=== Information provided ===

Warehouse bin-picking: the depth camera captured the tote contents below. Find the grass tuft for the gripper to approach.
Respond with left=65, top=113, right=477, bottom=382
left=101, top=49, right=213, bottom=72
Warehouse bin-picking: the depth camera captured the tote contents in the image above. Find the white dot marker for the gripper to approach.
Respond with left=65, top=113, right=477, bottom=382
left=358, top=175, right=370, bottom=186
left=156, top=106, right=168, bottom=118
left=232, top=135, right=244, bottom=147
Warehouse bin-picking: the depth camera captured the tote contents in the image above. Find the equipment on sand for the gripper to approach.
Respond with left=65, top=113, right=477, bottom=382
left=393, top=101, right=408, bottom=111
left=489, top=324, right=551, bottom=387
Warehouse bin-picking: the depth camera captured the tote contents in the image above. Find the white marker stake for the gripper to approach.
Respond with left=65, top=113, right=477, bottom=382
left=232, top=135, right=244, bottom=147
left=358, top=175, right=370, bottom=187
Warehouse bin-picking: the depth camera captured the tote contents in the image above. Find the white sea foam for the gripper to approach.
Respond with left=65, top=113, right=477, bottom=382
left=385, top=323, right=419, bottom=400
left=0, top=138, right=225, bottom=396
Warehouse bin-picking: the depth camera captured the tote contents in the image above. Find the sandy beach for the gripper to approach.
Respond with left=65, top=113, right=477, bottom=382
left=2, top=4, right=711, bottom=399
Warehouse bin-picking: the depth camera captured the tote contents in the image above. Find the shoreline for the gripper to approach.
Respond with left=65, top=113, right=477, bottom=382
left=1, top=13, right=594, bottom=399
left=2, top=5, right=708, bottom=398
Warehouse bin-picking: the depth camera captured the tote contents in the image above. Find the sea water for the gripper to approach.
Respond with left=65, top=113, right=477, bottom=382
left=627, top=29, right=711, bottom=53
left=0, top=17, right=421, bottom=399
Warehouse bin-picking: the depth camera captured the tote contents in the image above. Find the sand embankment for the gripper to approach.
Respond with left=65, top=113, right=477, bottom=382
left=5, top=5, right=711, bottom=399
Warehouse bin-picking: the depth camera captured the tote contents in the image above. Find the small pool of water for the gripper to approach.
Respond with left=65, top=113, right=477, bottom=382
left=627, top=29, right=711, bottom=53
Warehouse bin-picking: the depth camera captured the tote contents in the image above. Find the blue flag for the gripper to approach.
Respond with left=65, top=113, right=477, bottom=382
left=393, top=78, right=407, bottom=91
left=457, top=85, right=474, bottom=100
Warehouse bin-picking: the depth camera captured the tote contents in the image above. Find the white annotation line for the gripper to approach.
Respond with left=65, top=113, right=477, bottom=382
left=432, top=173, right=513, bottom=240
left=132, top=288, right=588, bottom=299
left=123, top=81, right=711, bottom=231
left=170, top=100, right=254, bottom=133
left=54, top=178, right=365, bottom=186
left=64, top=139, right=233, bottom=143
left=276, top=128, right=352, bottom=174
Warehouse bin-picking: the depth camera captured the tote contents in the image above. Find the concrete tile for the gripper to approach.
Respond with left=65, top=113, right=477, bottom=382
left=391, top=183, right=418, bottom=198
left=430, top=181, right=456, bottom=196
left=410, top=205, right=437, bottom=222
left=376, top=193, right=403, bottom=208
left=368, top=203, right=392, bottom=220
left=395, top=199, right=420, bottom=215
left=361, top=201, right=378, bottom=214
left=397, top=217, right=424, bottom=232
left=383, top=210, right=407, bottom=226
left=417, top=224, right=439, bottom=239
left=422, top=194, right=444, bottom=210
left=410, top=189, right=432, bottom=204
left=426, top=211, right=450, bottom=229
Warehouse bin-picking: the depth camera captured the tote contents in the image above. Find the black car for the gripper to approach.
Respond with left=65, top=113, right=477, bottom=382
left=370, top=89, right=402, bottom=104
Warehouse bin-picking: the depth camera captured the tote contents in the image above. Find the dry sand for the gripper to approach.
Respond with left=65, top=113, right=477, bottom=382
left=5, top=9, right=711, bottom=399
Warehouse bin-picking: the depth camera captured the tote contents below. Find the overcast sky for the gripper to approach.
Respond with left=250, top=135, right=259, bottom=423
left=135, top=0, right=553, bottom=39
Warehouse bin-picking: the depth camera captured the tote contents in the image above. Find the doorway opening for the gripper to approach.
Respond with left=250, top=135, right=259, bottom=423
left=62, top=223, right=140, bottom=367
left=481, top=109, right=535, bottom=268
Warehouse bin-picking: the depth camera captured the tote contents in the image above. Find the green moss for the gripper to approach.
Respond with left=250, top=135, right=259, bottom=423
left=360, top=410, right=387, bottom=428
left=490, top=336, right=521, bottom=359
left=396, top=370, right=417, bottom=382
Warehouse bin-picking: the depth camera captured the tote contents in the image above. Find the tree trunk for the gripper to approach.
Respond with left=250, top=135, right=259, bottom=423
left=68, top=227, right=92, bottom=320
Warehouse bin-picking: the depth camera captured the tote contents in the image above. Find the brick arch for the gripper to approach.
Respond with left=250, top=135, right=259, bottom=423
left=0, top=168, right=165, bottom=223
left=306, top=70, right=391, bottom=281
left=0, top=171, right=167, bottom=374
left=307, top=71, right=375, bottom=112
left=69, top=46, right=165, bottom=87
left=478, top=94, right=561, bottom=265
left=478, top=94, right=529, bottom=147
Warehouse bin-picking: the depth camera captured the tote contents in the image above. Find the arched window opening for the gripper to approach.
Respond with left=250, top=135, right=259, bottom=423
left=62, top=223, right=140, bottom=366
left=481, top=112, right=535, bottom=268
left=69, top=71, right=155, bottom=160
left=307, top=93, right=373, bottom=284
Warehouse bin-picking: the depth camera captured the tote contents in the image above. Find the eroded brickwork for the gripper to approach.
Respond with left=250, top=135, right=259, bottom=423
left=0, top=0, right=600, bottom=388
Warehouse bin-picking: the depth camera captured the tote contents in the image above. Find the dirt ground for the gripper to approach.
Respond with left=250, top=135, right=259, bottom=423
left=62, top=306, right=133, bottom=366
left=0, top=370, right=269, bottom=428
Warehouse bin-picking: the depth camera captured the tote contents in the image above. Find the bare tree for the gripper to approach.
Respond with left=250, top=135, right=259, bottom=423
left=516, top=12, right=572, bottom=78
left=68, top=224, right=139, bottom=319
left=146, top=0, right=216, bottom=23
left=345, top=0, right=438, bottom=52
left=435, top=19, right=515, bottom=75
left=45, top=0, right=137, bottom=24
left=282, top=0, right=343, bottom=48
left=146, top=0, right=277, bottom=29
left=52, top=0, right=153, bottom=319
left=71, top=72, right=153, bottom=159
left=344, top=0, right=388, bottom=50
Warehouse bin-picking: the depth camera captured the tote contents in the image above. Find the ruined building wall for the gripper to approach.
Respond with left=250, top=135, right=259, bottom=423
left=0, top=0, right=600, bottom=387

===

## What is expected:
Rewrite all the data above, changing every "gripper" to "robot arm" and keeping everything else identical.

## Result of this task:
Warehouse bin-picking: the depth camera captured the tote contents below. Find the grass tuft for the robot arm to approach.
Respond with left=65, top=113, right=477, bottom=382
left=101, top=49, right=213, bottom=72
Warehouse bin-picking: the depth camera captured the tote contents in the image above. Find the white dot marker for the robot arm to approach.
Respond with left=65, top=113, right=477, bottom=382
left=358, top=175, right=370, bottom=186
left=156, top=106, right=168, bottom=118
left=232, top=135, right=244, bottom=147
Warehouse bin-picking: the depth camera captured the tote contents in the image above. Find the equipment on sand for the robot arm to approach.
Respond with left=65, top=113, right=477, bottom=382
left=393, top=101, right=408, bottom=111
left=489, top=324, right=551, bottom=387
Warehouse bin-picking: the depth camera captured the tote contents in the image above. Find the white marker stake for the robot arm to approach.
Respond with left=65, top=113, right=477, bottom=382
left=232, top=135, right=244, bottom=147
left=358, top=175, right=370, bottom=187
Warehouse bin-picking: the depth camera captured the tote contents in the image above. Find the white sea foam for the robot arm to approach.
Respond with left=65, top=113, right=477, bottom=382
left=385, top=323, right=419, bottom=400
left=0, top=138, right=225, bottom=396
Warehouse bin-picking: the depth camera captured the tote contents in the image above. Find the sandy beach for the robot arm to approach.
Respond with left=65, top=113, right=477, bottom=382
left=2, top=4, right=711, bottom=399
Warehouse bin-picking: the depth camera captured the tote contents in the image above. Find the shoreline for the robot arm to approach.
Respond with left=65, top=113, right=477, bottom=382
left=1, top=13, right=594, bottom=399
left=2, top=5, right=708, bottom=398
Warehouse bin-picking: the depth camera captured the tote contents in the image above. Find the sea water for the robot arm to approach.
Respond with left=65, top=113, right=477, bottom=382
left=627, top=29, right=711, bottom=53
left=0, top=17, right=421, bottom=399
Warehouse bin-picking: the depth camera captured the tote contents in the image above. Find the sand embankment for the robot arm to approach.
Respond with left=65, top=113, right=477, bottom=382
left=5, top=5, right=711, bottom=399
Warehouse bin-picking: the depth camera captured the tote contents in the image above. Find the small pool of water for the robot arm to approach.
Respond with left=65, top=113, right=477, bottom=382
left=627, top=29, right=711, bottom=53
Warehouse bin-picking: the depth camera captured the tote contents in the image above. Find the blue flag for the robot arm to approach.
Respond with left=65, top=113, right=477, bottom=382
left=393, top=78, right=407, bottom=91
left=457, top=85, right=474, bottom=100
Warehouse bin-picking: the depth camera captured the tote contents in the image above. Find the white annotation line for the robot arm to approach.
Respond with left=65, top=113, right=477, bottom=382
left=432, top=173, right=513, bottom=240
left=132, top=288, right=588, bottom=299
left=123, top=81, right=711, bottom=231
left=170, top=100, right=254, bottom=133
left=54, top=178, right=365, bottom=186
left=64, top=139, right=233, bottom=143
left=276, top=128, right=352, bottom=174
Warehouse bin-picking: the depth camera captured the tote contents in the image above. Find the concrete tile for the robot arm to approach.
Respond with left=65, top=113, right=477, bottom=382
left=391, top=183, right=418, bottom=198
left=430, top=181, right=456, bottom=196
left=410, top=205, right=437, bottom=222
left=376, top=193, right=403, bottom=208
left=368, top=203, right=392, bottom=220
left=395, top=199, right=420, bottom=215
left=361, top=201, right=378, bottom=214
left=397, top=217, right=424, bottom=232
left=383, top=210, right=407, bottom=226
left=417, top=224, right=439, bottom=239
left=422, top=194, right=444, bottom=210
left=410, top=189, right=432, bottom=204
left=426, top=211, right=450, bottom=229
Warehouse bin-picking: the depth camera captured the tote contents in the image above. Find the black car for the robot arm to approach.
Respond with left=65, top=113, right=477, bottom=382
left=370, top=89, right=402, bottom=104
Warehouse bin-picking: the depth camera captured the tote contents in the image above. Find the dry sand for the robot arm to approach.
Respond with left=65, top=113, right=477, bottom=382
left=5, top=9, right=711, bottom=399
Warehouse bin-picking: the depth camera captured the tote contents below. Find the overcast sky for the robot arm to approach.
Respond with left=250, top=135, right=259, bottom=423
left=135, top=0, right=553, bottom=39
Warehouse bin-picking: the depth camera captured the tote contents in the image above. Find the doorway opening for the robot arm to approach.
Respond with left=250, top=135, right=259, bottom=423
left=62, top=223, right=140, bottom=367
left=481, top=109, right=535, bottom=268
Warehouse bin-picking: the depth camera captured the tote contents in the image above. Find the green moss for the robot arm to approach.
Respond with left=250, top=135, right=259, bottom=423
left=360, top=410, right=387, bottom=428
left=490, top=336, right=521, bottom=359
left=396, top=370, right=417, bottom=382
Warehouse bin-picking: the depth camera captured the tote contents in the image above. Find the tree trunk for the robot arm to approach.
Respond with left=250, top=135, right=259, bottom=423
left=68, top=227, right=92, bottom=320
Warehouse bin-picking: the depth camera captured the tote contents in the image above. Find the brick arch for the robot arm to approach.
Respond with left=250, top=135, right=259, bottom=423
left=0, top=168, right=165, bottom=223
left=306, top=70, right=391, bottom=281
left=0, top=171, right=167, bottom=374
left=307, top=71, right=375, bottom=112
left=69, top=46, right=165, bottom=87
left=478, top=94, right=561, bottom=265
left=478, top=94, right=529, bottom=147
Warehouse bin-picking: the depth camera captured the tote contents in the image above. Find the arched window opening for the robot arm to approach.
Respond with left=250, top=135, right=259, bottom=423
left=62, top=223, right=140, bottom=366
left=481, top=112, right=535, bottom=268
left=69, top=71, right=155, bottom=160
left=307, top=93, right=373, bottom=284
Warehouse bin-picking: the depth camera captured the tote contents in the image above. Find the eroded brickwork for the robot arm to approach.
Respond with left=250, top=135, right=259, bottom=423
left=0, top=0, right=600, bottom=388
Warehouse bin-picking: the depth camera captured the tote contents in the image above. Find the dirt ground for the robot arm to approach.
Respond with left=250, top=135, right=259, bottom=423
left=62, top=306, right=133, bottom=366
left=0, top=370, right=269, bottom=428
Warehouse bin-picking: the depth camera captured the tote contents in the image above. Find the bare tree for the robot arm to approach.
Respond with left=250, top=135, right=259, bottom=423
left=516, top=12, right=572, bottom=78
left=68, top=224, right=139, bottom=319
left=146, top=0, right=216, bottom=23
left=345, top=0, right=438, bottom=52
left=435, top=19, right=515, bottom=75
left=45, top=0, right=137, bottom=24
left=282, top=0, right=343, bottom=48
left=146, top=0, right=277, bottom=29
left=52, top=0, right=153, bottom=319
left=71, top=72, right=153, bottom=159
left=344, top=0, right=388, bottom=50
Warehouse bin-picking: the depth camera captured the tote contents in the image above. Find the ruined building wall for the robot arm to approach.
Respond with left=250, top=135, right=259, bottom=423
left=0, top=0, right=600, bottom=387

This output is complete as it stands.